TO DO —
All entries should be copied exactly; the pictures stay out.

GIVEN ENTRIES —

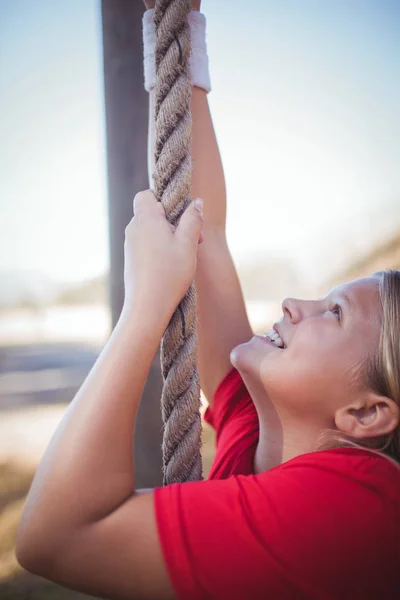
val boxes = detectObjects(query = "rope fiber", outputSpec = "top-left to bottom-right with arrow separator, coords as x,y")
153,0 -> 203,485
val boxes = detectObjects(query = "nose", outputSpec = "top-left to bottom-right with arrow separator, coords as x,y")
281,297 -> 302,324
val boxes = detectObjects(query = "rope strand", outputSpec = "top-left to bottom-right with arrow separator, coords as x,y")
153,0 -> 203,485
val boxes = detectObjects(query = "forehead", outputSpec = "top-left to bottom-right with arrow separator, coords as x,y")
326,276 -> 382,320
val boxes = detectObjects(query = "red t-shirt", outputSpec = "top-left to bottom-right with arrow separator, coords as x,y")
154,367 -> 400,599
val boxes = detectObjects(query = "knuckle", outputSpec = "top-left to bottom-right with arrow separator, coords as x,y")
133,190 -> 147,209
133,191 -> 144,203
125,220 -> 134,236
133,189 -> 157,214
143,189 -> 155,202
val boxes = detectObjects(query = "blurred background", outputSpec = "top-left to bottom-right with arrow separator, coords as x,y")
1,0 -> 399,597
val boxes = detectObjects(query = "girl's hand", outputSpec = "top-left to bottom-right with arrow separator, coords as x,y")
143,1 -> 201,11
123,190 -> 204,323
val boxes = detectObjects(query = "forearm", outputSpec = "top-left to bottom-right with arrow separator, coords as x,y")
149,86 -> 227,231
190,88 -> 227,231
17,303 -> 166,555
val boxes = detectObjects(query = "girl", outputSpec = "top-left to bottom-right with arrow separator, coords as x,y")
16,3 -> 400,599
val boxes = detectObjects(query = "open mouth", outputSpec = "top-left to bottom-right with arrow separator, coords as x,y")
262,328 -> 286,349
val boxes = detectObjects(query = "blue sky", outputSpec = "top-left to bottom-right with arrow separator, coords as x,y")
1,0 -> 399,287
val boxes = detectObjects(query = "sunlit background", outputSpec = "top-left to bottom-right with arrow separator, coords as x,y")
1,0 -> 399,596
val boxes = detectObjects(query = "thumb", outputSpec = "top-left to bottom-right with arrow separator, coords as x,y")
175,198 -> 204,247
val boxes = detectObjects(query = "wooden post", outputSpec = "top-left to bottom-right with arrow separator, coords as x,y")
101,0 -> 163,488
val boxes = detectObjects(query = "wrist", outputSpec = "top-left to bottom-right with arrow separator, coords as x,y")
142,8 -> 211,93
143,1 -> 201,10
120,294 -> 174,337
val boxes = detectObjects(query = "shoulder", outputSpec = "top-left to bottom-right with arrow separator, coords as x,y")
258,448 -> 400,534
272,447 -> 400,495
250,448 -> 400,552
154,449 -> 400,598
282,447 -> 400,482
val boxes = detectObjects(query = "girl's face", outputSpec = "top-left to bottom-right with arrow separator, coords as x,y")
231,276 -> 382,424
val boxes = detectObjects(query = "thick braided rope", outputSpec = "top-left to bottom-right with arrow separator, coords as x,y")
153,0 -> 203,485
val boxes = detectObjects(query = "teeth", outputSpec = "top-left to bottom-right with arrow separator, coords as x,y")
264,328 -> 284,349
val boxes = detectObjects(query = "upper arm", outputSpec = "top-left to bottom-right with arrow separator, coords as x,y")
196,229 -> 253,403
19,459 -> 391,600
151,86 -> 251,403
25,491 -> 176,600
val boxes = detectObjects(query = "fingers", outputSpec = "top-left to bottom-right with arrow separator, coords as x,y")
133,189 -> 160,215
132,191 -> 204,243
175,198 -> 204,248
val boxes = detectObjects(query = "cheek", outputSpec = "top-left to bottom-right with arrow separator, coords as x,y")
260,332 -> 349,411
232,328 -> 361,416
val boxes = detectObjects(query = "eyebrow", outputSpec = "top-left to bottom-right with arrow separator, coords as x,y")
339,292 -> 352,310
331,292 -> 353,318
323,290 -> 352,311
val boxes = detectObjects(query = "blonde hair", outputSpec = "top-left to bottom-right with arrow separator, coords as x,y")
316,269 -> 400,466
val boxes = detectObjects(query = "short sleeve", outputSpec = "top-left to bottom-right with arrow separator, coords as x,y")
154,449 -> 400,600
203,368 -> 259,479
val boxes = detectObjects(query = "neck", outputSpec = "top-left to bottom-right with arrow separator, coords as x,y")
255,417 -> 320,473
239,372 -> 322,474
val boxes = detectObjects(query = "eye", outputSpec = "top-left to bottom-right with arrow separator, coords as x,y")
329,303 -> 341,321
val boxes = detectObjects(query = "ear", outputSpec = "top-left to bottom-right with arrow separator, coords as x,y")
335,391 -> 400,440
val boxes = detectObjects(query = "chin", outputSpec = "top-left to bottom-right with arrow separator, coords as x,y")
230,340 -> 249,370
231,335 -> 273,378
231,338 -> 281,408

YOUR RESPONSE —
val boxes = detectObjects(query = "rope fiber", outputSpec = "top-left to bottom-right with arrow separator, coords as x,y")
153,0 -> 203,485
val boxes = detectObjects(query = "nose", outputSpec = "top-left to bottom-right with arrow separator, coords as x,y")
281,297 -> 302,324
val boxes = detectObjects(query = "rope strand", outputSpec = "top-left to bottom-right with arrow separator, coords as x,y")
153,0 -> 203,485
val boxes = detectObjects(query = "forehead", outputSpec = "top-left to bottom-right with arrow separator, coords as x,y")
326,276 -> 382,320
val boxes = detectObjects(query = "red t-shirt", outputSpec = "top-left to bottom-right with arrow separator, coords as x,y")
154,367 -> 400,599
val boxes = detectObjects(query = "knuckle", outputSpec = "top-left to bottom-right with arrow separator, coords as x,y")
133,190 -> 147,209
133,191 -> 144,203
125,220 -> 134,236
133,189 -> 157,214
143,189 -> 155,202
val boxes = detectObjects(query = "blurred background", outputSpec = "top-left to bottom-right with arrow separator, coords as x,y")
1,0 -> 399,597
val boxes = detectObjects(query = "girl's hand", outputSpec = "top-left to bottom-right with arrow separator, coords as x,y")
143,1 -> 201,11
123,190 -> 204,323
val boxes = detectObjects(query = "forearm", outputSpec = "top-left to bottom-right with arrow separator, coords as x,y")
149,86 -> 227,231
190,88 -> 227,231
17,303 -> 166,555
val boxes = detectObjects(query = "girl", outputSpec = "top-left to bottom-right with arrow separator, coords as x,y")
16,3 -> 400,599
val boxes = detectObjects(query = "open mouth", outputSpec = "top-left to bottom-right with arrow separator, coords as x,y")
262,328 -> 286,349
val boxes = detectObjects(query = "blue sky", outputSpec = "top-left to bottom-right with arrow separator, coords as x,y")
1,0 -> 399,287
val boxes = detectObjects(query = "sunlit background", outputSpec = "top-left to bottom-right with arrow separator, coords as x,y")
1,0 -> 399,596
val boxes = detectObjects(query = "thumb", outputSpec = "top-left to bottom-right with arrow separator, coords as x,y")
175,198 -> 204,247
val boxes = detectObjects(query = "wooden post", outputSpec = "top-left to bottom-right with arrow separator, coords as x,y")
101,0 -> 163,488
val boxes = detectObjects(query = "wrist", outputSpec = "top-left to bottom-right with arrow separator, coords as x,y")
142,8 -> 211,93
143,1 -> 201,10
120,294 -> 174,337
val boxes = detectObjects(query = "shoulder", outputSpec = "top-left to bottom-right with arrow separator, coords as x,y")
258,448 -> 400,534
272,447 -> 400,495
250,448 -> 400,552
154,449 -> 400,598
282,447 -> 400,482
val boxes = detectObjects(query = "girl's face", outputSpec = "top-left to bottom-right with arrow separator, coords as x,y")
231,276 -> 382,424
val boxes = detectObjects(query = "thick braided rope", outputSpec = "top-left to bottom-right with arrow separator, coords as x,y")
153,0 -> 203,485
val boxes = detectObjects(query = "teeth", outputSpec = "top-left to bottom-right with arrow separator, coords as x,y")
264,328 -> 284,349
val boxes = detectObjects(query = "upper arm", outputSpec = "top-left to bottom-right with arrow separator, coords as x,y")
196,229 -> 253,403
19,459 -> 391,600
151,86 -> 251,403
25,491 -> 176,600
val boxes = detectObjects(query = "fingers", outputSpec = "top-left to bottom-right with arrow separator, coords as x,y")
133,189 -> 160,215
132,191 -> 204,243
175,198 -> 204,248
val boxes = detectObjects(query = "cheek", outputSpec = "top-left to bottom-right with arrow separator, coords as x,y")
260,332 -> 349,411
232,328 -> 361,416
val boxes = detectObjects(query = "eyebrow", outputSpec = "top-left to bottom-right with arrow separator, coords as x,y")
339,292 -> 352,310
331,292 -> 353,318
323,290 -> 352,311
val boxes = detectObjects(query = "blonde hair", outputSpec = "top-left to bottom-right with arrow separator, coords as x,y")
316,269 -> 400,466
val boxes = detectObjects(query = "short sleeve", outputSpec = "top-left to bottom-right with arrow separator, coords as x,y")
154,449 -> 400,600
203,368 -> 259,479
val boxes = detectObjects(query = "neck", outputSpec = "top-left to bottom-right with arrow separator, coords as x,y")
255,417 -> 320,473
239,372 -> 322,474
val boxes = detectObjects(query = "eye", outputSpec = "top-left to bottom-right with arrow separator, coords as x,y")
329,303 -> 341,321
val boxes = detectObjects(query = "ear", outputSpec = "top-left to bottom-right with arrow separator, coords as x,y")
335,391 -> 400,440
val boxes = detectObjects(query = "chin", outputSpec = "top-left to bottom-right with arrow separator, coords as x,y")
230,340 -> 249,370
231,335 -> 273,378
231,338 -> 281,408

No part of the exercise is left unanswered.